─── Supplied records ───

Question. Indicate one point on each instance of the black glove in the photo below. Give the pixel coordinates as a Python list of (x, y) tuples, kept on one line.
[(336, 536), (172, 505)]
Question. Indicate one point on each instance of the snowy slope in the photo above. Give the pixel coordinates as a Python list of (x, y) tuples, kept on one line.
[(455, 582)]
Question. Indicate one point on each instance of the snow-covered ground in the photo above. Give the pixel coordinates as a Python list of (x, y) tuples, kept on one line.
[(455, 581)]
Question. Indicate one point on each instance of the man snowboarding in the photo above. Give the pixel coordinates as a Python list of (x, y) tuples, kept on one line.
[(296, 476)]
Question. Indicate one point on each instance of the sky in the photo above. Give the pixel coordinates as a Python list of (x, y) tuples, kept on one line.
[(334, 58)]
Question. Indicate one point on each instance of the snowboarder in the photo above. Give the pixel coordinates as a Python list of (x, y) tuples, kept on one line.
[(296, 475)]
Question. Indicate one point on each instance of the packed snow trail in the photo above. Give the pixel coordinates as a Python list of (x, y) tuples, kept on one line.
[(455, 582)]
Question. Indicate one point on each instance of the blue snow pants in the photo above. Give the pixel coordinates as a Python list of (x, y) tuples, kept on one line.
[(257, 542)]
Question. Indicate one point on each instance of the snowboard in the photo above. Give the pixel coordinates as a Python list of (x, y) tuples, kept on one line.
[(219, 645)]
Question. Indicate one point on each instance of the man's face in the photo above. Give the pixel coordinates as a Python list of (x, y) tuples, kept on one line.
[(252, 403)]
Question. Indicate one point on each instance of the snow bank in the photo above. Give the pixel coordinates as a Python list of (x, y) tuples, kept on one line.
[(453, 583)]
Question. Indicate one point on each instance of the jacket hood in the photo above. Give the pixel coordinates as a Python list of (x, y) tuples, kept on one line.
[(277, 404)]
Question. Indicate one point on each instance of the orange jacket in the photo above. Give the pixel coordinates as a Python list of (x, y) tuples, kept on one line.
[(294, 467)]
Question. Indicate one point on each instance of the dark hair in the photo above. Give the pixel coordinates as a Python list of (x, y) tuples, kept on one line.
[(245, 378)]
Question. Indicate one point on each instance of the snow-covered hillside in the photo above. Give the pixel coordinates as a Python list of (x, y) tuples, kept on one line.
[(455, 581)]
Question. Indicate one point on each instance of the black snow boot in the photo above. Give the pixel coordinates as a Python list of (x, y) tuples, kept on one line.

───

Exercise objective – Each line from the one that holds "Question. Indicate one point on each instance of the jacket" to the end of the records above should be transcribed exactly, both ends included.

Exercise solution –
Question. Indicate one point on each instance of the jacket hood in the photo above. Give the pixel coordinates as a Python list of (x, y) tuples, kept on one line.
[(277, 404)]
Question. Indicate one point on each instance of the orange jacket in the photo above. Give the pixel coordinates as a Python list of (x, y) tuples, kept on one line.
[(294, 467)]
Question. Indicate one point on each instance of the dark hair in the photo above. Give the pixel coordinates as a Python list of (x, y) tuples, kept on one line.
[(245, 378)]
Question. Indicate one point on each instance of the snow-covered hillside in the photo above. Give the pixel coordinates as a Python list of (x, y) tuples, kept on one line.
[(455, 581)]
Question. Indicate one point on each instance of the black snow boot in the photo above. Give the pixel coordinates as a Python list of (x, y) tuples, kept on one line.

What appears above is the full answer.